§ GIVEN TEXT:
::::::::::

We've updated our Privacy Policy to make it clearer how we use your personal data. We use cookies to provide you with a better experience. You can read our Cookie Policy here.


Immune Cell Enzyme Links the Body and Brain During Stress

A diagram of the human immune system.
Credit: iStock.
Listen with
Register for free to listen to this article
Thank you. Listen to this article using the player above.

Want to listen to this article for FREE?

Complete the form below to unlock access to ALL audio articles.

Read time: 4 minutes

Chronic stress a risk factor for neuropsychiatric disorders

We all experience stress to some degree – it’s a natural part of the human experience. Stress – in small doses – can even be beneficial; it might serve as motivation for us to address challenges that we are facing or make changes in our lives.

Chronic stress, however, can have detrimental effects on our wellbeing and is considered a primary risk factor for a number of neuropsychiatric disorders, including major depressive disorder (MDD). Understanding how stress contributes to the pathophysiology of such disorders is a pertinent research area.

What is major depressive disorder?

Depression is described as an experience of low mood that persists. It can range in seriousness from mild, temporary episodes to severe, more persistent depression. Clinical depression is the most severe form and is also referred to as MDD. MDD might be diagnosed if an individual persistently presents with symptoms including low or depressed moods, anhedonia – a lack of interest or pleasure from life experiences – feelings of guilt or low worth, low energy, issues with concentration, changes in appetite, sleep disturbances or suicidal thoughts.

::::::::::

§ DATA SECTION:
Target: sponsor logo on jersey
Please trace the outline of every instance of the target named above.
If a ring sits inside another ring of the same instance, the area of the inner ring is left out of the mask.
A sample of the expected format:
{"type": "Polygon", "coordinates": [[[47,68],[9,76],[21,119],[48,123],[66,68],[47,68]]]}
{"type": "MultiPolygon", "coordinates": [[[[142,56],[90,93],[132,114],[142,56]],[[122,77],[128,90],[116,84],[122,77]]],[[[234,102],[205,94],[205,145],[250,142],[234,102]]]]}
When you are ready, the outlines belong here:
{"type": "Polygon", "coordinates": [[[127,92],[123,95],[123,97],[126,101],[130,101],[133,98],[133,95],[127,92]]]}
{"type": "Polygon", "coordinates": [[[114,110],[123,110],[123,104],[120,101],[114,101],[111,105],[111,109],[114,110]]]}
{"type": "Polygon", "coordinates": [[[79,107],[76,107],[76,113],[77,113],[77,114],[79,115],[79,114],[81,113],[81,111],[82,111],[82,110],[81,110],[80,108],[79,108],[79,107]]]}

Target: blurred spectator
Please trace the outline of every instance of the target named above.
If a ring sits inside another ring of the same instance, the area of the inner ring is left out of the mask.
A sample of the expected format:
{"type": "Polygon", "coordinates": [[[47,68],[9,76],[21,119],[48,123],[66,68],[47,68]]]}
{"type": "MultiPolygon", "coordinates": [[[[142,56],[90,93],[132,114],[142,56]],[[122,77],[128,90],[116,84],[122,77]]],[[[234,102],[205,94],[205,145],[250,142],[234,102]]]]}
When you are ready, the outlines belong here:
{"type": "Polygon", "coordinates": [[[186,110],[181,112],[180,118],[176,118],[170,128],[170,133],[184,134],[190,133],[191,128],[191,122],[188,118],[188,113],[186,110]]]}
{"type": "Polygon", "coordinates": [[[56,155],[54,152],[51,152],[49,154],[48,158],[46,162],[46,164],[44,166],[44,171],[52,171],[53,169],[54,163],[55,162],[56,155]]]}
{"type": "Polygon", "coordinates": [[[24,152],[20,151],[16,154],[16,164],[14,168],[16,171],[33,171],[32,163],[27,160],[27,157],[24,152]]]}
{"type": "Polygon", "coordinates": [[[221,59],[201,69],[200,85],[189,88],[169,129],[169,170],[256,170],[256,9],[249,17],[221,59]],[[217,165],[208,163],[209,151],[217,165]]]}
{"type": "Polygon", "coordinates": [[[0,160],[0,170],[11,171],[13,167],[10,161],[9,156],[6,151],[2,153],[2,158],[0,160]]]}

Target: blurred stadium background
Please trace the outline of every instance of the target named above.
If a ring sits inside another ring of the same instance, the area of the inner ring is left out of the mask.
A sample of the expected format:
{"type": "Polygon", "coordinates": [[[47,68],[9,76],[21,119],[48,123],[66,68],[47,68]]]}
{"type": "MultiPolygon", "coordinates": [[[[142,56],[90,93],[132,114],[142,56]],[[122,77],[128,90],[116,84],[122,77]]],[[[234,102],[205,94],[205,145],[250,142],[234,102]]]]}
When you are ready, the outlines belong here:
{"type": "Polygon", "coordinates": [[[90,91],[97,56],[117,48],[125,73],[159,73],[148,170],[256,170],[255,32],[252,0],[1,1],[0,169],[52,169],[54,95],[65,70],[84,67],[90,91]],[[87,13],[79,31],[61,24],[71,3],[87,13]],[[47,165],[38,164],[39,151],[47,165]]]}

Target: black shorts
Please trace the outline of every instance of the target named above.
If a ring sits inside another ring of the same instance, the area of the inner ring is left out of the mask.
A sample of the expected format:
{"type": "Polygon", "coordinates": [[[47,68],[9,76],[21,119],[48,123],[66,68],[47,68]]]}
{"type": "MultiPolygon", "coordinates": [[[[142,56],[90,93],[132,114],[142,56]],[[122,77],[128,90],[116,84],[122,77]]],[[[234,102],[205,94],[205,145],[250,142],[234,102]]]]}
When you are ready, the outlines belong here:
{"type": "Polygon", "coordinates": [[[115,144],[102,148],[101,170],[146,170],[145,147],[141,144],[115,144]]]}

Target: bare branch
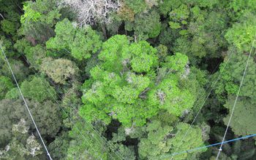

::::::::::

Return the passage of the stress and immune cell article that starts at the words "Depression is described" and stops after "or suicidal thoughts.", copied word for word.

Depression is described as an experience of low mood that persists. It can range in seriousness from mild, temporary episodes to severe, more persistent depression. Clinical depression is the most severe form and is also referred to as MDD. MDD might be diagnosed if an individual persistently presents with symptoms including low or depressed moods, anhedonia – a lack of interest or pleasure from life experiences – feelings of guilt or low worth, low energy, issues with concentration, changes in appetite, sleep disturbances or suicidal thoughts.